— START OF GIVEN ENTRIES —

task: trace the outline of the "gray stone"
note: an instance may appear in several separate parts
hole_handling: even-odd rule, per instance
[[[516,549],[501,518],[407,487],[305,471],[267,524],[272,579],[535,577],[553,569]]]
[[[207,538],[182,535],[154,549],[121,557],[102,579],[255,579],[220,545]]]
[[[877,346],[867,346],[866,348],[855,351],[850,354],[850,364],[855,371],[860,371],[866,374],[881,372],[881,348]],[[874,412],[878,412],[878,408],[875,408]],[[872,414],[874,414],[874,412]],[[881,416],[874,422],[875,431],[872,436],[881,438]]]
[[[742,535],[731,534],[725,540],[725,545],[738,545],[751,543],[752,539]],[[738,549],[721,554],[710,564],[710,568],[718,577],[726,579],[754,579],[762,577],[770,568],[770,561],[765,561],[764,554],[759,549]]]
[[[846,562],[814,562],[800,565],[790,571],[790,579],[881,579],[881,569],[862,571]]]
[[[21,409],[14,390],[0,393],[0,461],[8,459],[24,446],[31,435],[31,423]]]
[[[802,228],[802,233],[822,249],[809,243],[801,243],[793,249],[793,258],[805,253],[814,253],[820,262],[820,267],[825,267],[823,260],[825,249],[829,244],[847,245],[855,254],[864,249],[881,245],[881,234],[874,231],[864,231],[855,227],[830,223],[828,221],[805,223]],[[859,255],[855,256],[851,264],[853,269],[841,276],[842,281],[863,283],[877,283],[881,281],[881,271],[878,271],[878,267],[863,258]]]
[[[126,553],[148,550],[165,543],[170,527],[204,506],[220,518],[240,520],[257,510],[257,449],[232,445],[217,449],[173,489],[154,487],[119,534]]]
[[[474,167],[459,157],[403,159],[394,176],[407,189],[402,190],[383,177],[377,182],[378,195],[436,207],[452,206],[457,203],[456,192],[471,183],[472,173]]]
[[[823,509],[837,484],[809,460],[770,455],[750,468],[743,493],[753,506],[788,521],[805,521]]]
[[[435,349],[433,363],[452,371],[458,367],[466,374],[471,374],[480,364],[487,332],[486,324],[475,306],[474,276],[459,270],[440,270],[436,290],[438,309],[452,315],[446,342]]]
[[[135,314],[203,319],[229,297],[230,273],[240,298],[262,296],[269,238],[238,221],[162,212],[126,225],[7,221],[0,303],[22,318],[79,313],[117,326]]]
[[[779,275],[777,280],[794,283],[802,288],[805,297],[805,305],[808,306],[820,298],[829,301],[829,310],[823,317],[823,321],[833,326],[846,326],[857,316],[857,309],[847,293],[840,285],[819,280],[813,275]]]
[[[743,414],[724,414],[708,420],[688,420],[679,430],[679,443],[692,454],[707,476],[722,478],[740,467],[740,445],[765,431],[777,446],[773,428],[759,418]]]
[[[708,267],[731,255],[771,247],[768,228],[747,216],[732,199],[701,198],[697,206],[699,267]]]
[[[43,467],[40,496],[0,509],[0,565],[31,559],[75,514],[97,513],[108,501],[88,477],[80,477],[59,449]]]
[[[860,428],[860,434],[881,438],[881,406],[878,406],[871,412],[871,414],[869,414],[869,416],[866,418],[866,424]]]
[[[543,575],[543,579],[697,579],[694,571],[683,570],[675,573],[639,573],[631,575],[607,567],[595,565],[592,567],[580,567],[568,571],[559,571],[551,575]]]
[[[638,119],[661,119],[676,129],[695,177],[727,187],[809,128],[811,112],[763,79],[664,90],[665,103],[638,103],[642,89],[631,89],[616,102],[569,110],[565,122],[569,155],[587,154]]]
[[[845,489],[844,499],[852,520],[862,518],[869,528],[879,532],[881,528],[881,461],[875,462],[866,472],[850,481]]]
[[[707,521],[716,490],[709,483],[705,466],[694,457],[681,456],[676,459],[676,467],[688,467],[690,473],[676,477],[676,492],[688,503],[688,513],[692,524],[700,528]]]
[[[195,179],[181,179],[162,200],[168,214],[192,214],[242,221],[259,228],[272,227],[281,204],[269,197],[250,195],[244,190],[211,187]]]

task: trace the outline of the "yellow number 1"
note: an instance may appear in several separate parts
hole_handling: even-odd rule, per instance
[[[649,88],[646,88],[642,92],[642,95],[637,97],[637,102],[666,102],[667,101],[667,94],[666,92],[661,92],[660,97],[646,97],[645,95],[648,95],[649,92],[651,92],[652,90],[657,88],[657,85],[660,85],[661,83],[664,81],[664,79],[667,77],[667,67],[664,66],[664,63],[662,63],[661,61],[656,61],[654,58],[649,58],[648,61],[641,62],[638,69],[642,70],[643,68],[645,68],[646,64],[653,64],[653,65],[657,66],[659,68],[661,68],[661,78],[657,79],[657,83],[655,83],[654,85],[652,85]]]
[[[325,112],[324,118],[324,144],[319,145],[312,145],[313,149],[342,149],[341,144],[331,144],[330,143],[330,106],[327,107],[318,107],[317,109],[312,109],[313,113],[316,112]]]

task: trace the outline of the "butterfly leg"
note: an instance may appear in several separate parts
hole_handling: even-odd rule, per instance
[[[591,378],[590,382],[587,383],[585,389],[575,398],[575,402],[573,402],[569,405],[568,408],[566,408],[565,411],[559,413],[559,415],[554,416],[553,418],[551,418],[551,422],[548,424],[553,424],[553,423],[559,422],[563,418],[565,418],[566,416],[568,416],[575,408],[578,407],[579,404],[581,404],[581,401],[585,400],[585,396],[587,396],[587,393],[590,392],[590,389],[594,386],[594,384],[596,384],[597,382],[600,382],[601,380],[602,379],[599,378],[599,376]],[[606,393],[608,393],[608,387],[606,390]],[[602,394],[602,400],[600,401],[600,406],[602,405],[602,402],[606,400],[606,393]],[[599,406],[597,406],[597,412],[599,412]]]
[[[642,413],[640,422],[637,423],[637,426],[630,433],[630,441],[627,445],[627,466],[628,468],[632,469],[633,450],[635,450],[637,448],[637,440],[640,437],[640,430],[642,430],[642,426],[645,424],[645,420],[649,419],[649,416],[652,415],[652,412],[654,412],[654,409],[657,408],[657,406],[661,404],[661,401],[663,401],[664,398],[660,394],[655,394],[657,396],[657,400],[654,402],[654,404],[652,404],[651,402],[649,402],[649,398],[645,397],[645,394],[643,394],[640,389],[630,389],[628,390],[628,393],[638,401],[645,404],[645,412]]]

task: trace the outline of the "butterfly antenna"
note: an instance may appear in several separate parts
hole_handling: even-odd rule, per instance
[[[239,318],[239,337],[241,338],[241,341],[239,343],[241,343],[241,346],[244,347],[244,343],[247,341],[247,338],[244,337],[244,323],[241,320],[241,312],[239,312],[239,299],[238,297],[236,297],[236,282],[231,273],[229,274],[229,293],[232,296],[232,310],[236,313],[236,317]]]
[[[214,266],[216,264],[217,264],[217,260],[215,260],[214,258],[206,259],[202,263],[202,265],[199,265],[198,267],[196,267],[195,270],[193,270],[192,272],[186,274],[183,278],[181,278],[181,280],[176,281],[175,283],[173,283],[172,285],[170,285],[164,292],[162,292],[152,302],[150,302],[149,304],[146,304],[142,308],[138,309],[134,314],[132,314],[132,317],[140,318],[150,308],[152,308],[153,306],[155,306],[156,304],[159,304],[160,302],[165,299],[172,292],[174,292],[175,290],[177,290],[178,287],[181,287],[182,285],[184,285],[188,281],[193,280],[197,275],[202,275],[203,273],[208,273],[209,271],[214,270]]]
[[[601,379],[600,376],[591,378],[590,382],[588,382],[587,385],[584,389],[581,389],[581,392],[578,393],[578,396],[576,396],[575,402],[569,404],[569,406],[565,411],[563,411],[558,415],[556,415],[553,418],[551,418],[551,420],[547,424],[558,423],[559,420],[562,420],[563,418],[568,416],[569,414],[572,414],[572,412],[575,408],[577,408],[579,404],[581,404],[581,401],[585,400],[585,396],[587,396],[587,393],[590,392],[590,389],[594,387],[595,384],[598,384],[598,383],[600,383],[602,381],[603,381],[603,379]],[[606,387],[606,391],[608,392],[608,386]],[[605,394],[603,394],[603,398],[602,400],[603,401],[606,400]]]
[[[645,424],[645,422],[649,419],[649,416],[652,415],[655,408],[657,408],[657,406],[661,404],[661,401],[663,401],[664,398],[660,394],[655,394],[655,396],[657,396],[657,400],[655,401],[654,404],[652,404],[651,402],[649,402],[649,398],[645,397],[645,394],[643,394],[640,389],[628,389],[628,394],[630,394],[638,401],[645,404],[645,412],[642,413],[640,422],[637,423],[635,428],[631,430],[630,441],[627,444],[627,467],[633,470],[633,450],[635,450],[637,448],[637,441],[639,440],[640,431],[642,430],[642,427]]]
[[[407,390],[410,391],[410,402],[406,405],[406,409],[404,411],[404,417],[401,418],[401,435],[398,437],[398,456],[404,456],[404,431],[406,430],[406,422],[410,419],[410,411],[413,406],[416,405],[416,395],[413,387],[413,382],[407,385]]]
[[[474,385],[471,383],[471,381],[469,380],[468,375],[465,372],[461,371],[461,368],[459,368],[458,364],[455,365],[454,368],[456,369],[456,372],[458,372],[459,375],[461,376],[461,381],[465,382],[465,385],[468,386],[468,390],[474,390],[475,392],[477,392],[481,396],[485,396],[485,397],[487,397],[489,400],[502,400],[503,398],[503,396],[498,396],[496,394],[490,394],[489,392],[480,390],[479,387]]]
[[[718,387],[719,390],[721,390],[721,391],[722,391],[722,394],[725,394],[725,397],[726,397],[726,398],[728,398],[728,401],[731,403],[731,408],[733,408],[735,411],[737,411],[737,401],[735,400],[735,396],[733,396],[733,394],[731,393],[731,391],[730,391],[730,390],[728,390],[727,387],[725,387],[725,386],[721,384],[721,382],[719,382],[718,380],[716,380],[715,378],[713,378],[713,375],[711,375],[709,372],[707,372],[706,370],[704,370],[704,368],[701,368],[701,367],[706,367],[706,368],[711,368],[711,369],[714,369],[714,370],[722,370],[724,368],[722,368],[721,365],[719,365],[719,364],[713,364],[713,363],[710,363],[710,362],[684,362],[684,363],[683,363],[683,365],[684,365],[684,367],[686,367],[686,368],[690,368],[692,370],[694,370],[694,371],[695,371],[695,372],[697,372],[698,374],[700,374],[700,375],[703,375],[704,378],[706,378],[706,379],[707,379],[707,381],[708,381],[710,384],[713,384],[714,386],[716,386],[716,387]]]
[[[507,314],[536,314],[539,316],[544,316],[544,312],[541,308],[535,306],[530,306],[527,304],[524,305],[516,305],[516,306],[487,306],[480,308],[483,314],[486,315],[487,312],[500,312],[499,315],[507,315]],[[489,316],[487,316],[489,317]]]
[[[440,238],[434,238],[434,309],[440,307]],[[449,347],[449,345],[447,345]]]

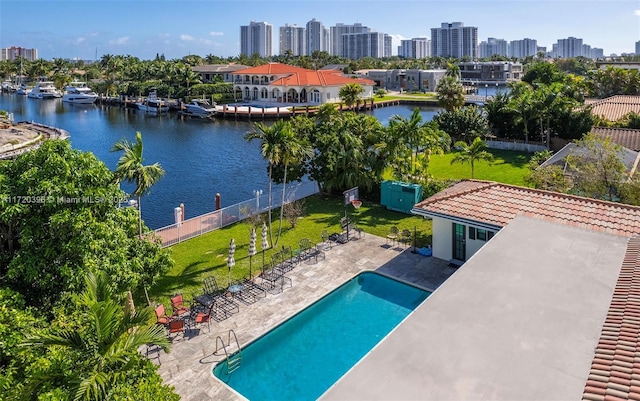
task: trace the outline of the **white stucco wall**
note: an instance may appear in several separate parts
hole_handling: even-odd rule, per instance
[[[474,227],[474,226],[471,226]],[[477,228],[477,227],[476,227]],[[433,256],[450,260],[453,257],[453,222],[439,217],[433,218]],[[487,230],[493,231],[493,230]],[[495,234],[496,231],[494,231]],[[465,224],[466,258],[469,260],[487,241],[469,239],[469,226]]]
[[[444,260],[451,259],[452,226],[450,220],[433,218],[432,251],[434,257]]]

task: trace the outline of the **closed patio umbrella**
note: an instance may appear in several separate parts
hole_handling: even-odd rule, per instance
[[[231,285],[231,268],[236,265],[233,255],[236,253],[236,242],[231,238],[229,242],[229,257],[227,258],[227,267],[229,268],[229,285]]]
[[[256,254],[256,228],[251,227],[251,235],[249,236],[249,280],[253,280],[251,274],[251,259]]]
[[[267,241],[267,224],[262,223],[262,265],[264,266],[264,250],[269,248],[269,241]]]

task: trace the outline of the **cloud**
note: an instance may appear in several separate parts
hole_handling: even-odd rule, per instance
[[[128,36],[122,36],[116,40],[110,40],[109,44],[111,45],[124,45],[127,42],[129,42],[129,37]]]

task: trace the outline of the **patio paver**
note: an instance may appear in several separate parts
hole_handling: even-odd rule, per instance
[[[217,336],[226,342],[228,331],[233,329],[244,347],[362,271],[378,271],[435,290],[456,270],[447,261],[411,251],[389,246],[385,238],[370,234],[336,245],[325,251],[324,259],[302,262],[287,273],[293,286],[283,293],[241,304],[239,313],[221,322],[213,321],[211,332],[187,331],[184,338],[174,341],[169,354],[160,352],[158,358],[152,354],[150,359],[161,363],[160,375],[175,387],[182,400],[243,399],[212,374],[216,363],[224,359],[224,355],[213,354]]]

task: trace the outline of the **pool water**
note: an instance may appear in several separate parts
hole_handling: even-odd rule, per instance
[[[315,400],[430,293],[365,272],[242,349],[213,374],[249,400]]]

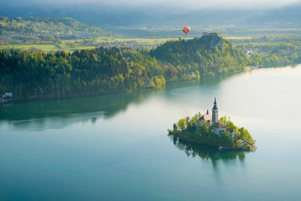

— END OF GIVEN ENTRIES —

Identify each line of the items above that contains the word "butterfly" and copy every such line in full. Case counts: a line qualifies only if it matches that capitalization.

### THE COMPLETED TASK
task: trace the outline of the "butterfly leg"
task: trace the outline of the "butterfly antenna"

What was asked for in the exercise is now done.